_What is being asked_: Each record must be retyped in full. No character may differ.

(Position identification records)
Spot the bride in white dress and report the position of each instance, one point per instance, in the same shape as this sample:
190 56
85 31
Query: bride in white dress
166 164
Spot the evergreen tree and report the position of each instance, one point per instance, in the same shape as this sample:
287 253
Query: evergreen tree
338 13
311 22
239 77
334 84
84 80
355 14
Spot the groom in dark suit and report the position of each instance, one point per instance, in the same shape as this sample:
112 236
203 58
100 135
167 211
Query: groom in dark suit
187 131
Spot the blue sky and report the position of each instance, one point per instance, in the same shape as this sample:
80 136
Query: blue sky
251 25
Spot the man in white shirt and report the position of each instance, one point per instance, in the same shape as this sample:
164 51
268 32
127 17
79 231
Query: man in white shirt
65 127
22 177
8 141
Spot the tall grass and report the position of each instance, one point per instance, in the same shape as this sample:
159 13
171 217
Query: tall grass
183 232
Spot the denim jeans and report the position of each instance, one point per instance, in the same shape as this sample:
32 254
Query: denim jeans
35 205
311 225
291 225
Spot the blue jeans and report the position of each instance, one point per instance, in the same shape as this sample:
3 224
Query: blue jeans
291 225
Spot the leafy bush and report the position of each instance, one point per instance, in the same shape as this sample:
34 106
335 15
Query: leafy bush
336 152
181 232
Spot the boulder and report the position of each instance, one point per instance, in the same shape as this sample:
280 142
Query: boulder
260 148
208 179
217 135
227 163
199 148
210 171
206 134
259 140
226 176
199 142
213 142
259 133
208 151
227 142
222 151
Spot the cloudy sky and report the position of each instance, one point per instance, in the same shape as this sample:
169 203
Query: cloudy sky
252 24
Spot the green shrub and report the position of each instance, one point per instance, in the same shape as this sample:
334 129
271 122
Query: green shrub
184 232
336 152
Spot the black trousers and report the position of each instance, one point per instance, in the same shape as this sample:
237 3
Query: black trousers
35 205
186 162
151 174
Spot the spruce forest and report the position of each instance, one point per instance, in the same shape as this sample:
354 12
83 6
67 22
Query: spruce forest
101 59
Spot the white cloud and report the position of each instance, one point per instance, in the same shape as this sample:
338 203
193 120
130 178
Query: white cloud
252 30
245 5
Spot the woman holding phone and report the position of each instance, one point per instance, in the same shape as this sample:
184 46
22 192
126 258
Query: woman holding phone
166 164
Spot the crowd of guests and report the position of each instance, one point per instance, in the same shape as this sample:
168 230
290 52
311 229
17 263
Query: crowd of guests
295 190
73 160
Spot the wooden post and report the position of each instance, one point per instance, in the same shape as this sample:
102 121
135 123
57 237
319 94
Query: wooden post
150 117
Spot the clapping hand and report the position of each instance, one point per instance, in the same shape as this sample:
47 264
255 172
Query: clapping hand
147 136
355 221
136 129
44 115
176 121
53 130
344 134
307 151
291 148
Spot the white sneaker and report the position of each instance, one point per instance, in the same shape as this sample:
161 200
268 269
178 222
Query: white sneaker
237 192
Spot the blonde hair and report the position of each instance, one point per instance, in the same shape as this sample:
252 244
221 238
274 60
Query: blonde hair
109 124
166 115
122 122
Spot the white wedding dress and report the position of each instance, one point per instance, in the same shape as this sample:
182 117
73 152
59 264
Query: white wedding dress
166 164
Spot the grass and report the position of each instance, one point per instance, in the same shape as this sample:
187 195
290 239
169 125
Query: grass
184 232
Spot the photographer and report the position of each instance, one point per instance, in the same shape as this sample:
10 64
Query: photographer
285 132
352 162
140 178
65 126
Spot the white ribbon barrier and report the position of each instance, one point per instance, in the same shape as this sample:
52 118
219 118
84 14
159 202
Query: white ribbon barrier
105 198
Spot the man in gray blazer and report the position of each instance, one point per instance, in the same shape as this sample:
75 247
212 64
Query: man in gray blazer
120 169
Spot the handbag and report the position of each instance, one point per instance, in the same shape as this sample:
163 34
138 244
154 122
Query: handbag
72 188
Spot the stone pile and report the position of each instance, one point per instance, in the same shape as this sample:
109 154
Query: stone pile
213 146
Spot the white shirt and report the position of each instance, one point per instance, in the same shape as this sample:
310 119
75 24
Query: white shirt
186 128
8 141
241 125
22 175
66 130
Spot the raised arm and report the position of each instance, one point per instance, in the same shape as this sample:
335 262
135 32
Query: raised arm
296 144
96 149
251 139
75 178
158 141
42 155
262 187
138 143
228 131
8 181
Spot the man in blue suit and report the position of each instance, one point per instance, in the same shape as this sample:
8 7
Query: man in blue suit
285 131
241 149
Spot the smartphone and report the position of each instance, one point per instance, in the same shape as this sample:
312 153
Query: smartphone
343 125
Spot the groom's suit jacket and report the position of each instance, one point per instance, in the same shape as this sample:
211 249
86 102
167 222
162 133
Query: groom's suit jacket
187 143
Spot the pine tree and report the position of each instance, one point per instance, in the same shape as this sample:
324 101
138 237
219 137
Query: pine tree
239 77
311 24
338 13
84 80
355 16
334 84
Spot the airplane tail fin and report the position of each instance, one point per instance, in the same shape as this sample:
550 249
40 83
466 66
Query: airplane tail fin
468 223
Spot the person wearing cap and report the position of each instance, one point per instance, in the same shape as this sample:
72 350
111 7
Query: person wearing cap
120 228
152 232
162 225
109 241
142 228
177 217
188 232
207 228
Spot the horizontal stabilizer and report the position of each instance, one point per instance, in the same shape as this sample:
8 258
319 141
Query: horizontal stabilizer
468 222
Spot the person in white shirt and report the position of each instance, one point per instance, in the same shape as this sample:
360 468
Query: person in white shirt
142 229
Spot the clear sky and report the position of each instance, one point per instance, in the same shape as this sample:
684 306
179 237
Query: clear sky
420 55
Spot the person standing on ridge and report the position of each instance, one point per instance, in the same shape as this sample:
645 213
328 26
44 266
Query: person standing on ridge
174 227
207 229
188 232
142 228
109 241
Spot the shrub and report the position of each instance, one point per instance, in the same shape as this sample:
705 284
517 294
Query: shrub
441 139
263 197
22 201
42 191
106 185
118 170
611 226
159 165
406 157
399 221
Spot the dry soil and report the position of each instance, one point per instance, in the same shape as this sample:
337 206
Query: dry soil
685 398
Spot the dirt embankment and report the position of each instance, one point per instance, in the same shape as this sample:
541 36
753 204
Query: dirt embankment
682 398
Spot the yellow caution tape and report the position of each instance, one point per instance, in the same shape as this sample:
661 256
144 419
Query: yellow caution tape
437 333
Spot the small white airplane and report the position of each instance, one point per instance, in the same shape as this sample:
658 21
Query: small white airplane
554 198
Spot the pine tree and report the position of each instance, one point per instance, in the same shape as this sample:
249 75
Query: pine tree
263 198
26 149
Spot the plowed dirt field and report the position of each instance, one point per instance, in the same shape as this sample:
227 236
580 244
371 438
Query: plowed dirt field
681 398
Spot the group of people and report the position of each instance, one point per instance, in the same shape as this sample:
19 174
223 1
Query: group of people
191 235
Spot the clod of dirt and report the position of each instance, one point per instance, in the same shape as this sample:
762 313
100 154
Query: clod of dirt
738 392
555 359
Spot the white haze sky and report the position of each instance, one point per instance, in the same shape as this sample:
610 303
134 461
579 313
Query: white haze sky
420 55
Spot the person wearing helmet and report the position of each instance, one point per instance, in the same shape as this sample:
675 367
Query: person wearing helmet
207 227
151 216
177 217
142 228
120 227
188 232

_Exercise answer_:
Spot the bride in white dress and report the position of each instance, one point per instance, in the same shape as this sample:
190 56
85 31
Query: bride in white dress
166 164
Spot the evergreen tree and report the position of each instance, one point per instance, in the same shape as this sample:
287 253
Query: evergreen tree
338 13
311 22
239 77
334 84
84 80
355 14
Spot the groom in dark suit and report the position of each instance, one point per instance, in the same shape as this sample:
112 236
203 58
100 135
167 211
Query: groom in dark suit
187 131
Spot the blue sky and report the position of each instance, one point per instance, in the same shape as this sample:
80 136
Query: blue sky
251 25
Spot the man in white shirt and report the position of each instance, one point per instance, in the same shape as this sample:
164 51
268 32
127 17
79 231
Query: man in white shirt
65 127
22 177
8 141
Spot the tall grass and report the position of each instance, one point per instance, in the same shape as this sample:
159 13
171 217
Query: tall grass
183 232
Spot the denim jeans and report the position of each instance, one point per instance, in the same shape as this sample:
32 254
Query: denim jeans
35 205
311 225
291 225
Spot the blue jeans and report the position of each instance, one point per instance, in the same shape as this sample:
3 224
Query: blue jeans
291 225
Spot the leafy bush and report the position of each instance, one point per instance, in the same shape as this sample:
34 106
335 15
Query: leafy bush
336 152
181 232
Spot the boulder and report the position of each instance, one point per instance, in the same shape as this sample:
280 142
Query: boulder
260 148
208 179
217 135
227 163
199 148
210 171
206 134
259 140
226 176
199 142
213 142
259 133
208 151
227 142
222 151
Spot the cloudy sky and report the position of each instance, one point per instance, in the same shape as this sample:
169 203
Query: cloudy sky
252 24
Spot the green shrub and report the position of each instance, one point per instance, in the same shape as this sample:
334 129
271 122
Query: green shrub
184 232
336 152
Spot the black trousers and report the position of each instance, one point per instance, in the same shape as this sample:
237 3
Query: black trousers
35 205
186 162
151 174
Spot the spruce forest and report the position of each instance, one point per instance, in the same shape as this sample:
354 12
83 6
67 22
Query: spruce forest
101 59
Spot the white cloud and report the position of each instance, one point per instance, in the same shape as this sample:
338 203
193 120
130 178
Query: white cloud
252 30
245 5
Spot the woman holding phone and report the position of each instance, one point per instance, in the same shape as this sample:
184 46
22 192
126 258
Query: woman holding phone
166 164
Spot the crowd of guests and report the position of each instance, one point per instance, in the same shape as this sample:
168 230
290 52
311 229
17 263
Query: crowd of guests
295 190
73 160
Spot the wooden post and report the position of each instance, one point per instance, in the same shape as this sample:
102 121
135 123
57 237
319 94
Query: wooden post
150 117
Spot the clapping hand and report the position of each instance, one point per instance, in the same shape as this sample:
47 264
255 172
Query: clapping hand
147 136
355 221
136 129
44 115
176 121
53 130
344 134
307 151
291 148
Spot the white sneaker and report the position of each instance, one point per instance, in the same shape as this sample:
161 200
268 269
178 222
Query: white sneaker
237 192
Spot the blonde hair and report the position of each instance, one point per instance, in the same shape as this sample:
252 244
221 238
274 60
Query: blonde hair
109 124
166 115
122 122
Spot the white wedding dress and report the position of each instance, one point per instance, in the same shape as this sample:
182 117
73 152
59 264
Query: white wedding dress
166 164
Spot the grass and report the position of each instance, one point per instance, in the same shape as this sample:
187 195
290 239
169 125
Query: grass
184 232
Spot the photographer and report the position of each instance, one point per instance, in the same shape as this sample:
10 64
Query: photographer
285 132
352 162
140 178
65 126
Spot the white ribbon barrier and report the position of each instance, one point per instance, in the same shape as this sample:
52 118
219 118
84 14
159 202
Query: white ribbon barrier
105 198
Spot the man in gray blazer and report the position of each instance, one point per instance, in the same shape as this sample:
75 247
212 64
Query: man in gray blazer
120 169
Spot the handbag and report the position of each instance, one point per instance, in the same shape as this sample:
163 34
138 244
154 122
Query: handbag
72 188
Spot the stone pile and report the position of each instance, one point per instance, in the same shape as this sample:
109 154
Query: stone pile
213 146
Spot the white shirt and report the position of each instance, one point per instance, in the same shape as this sample:
310 119
75 24
Query: white shirt
186 128
8 141
241 125
22 175
66 130
Spot the raised arm and report the position of each instance, one point per instance, in the same shape as this sample:
335 262
135 32
Query: raised arm
296 144
96 149
251 139
75 178
158 141
42 155
262 187
138 143
228 131
8 181
Spot the man in blue suit and report the position of each instance, one point per instance, in the same shape as this sample:
8 7
Query: man in blue suit
285 131
241 149
Spot the smartphone and report the position of each instance, one point per instance, in the same shape as this sample:
312 153
Query: smartphone
343 125
Spot the groom's suit jacket and report the position of each instance, one point per instance, in the same shape as this sample:
211 249
86 102
167 222
162 133
Query: groom's suit jacket
187 143
Spot the pine tree and report the position of each instance, one point per instance, in the same shape as this sample:
324 101
138 237
219 137
Query: pine tree
239 77
311 24
338 13
84 80
355 16
334 84
Spot the airplane tail fin and report the position of each instance, one point per instance, in the same shape as this sample:
550 249
40 83
466 66
Query: airplane tail fin
468 223
Spot the person wearing cap and report the position of each instance, one point per instance, in the same shape as this sample:
72 350
111 7
Query: person wearing cap
120 228
152 232
162 225
109 241
142 228
177 217
188 232
207 228
Spot the horizontal stabilizer and report the position of each instance, one point per instance, in the same shape as this sample:
8 258
319 141
Query: horizontal stabilizer
468 222
Spot the person in white shirt and report the position of each instance, one point per instance, in the same shape as this sample:
360 468
Query: person in white shirt
142 229
Spot the clear sky and report the position of each instance, one point per instance, in the same shape as this sample:
684 306
179 237
Query: clear sky
420 55
Spot the person standing on ridge and report the position of each instance, one point per instance, in the same shape as this sample:
645 213
328 26
44 266
Query: person standing on ridge
174 227
207 229
188 232
142 228
109 241
Spot the shrub and report the position of each instance, one point per instance, in the same shape as this sample:
705 284
517 294
Query: shrub
441 139
263 197
22 201
42 191
106 185
118 170
611 226
159 165
406 157
399 221
Spot the dry soil and report the position of each instance, one point per instance, in the same shape as this sample:
337 206
Query: dry soil
685 398
Spot the dirt embankment and report the position of each instance, one point per instance, in the same shape as this sample:
541 36
753 204
Query: dirt embankment
682 398
Spot the yellow caution tape and report the position of each instance, one point per instance, in the same shape as this sample:
661 256
144 419
Query: yellow caution tape
437 333
Spot the small white airplane and report the position of each instance, one point per instance, in the same shape as this sample:
658 21
Query: small white airplane
554 198
Spot the pine tree and report the position of each instance, one point per instance, in the same shape as this sample:
249 75
Query: pine tree
263 198
26 149
Spot the plowed dirt field and report the position of each instance, one point per instance, in the same shape as this sample:
227 236
580 244
371 438
Query: plowed dirt field
681 398
Spot the group of people and report the position of each instance, one point per instance, in the same shape as this sample:
19 174
223 1
Query: group of people
191 235
Spot the clod of dirt and report the position of each instance, one point per instance, in the same shape as this sample:
762 313
100 154
Query: clod of dirt
738 392
555 359
Spot the white haze sky and report the position of each instance, one point per instance, in the same shape as this sample:
610 303
134 461
579 313
Query: white haze sky
420 55
Spot the person wearing helmet and report the position of each instance, one point per instance, in the same shape as this sample:
675 367
Query: person wearing helmet
207 227
151 216
177 217
142 228
120 227
188 232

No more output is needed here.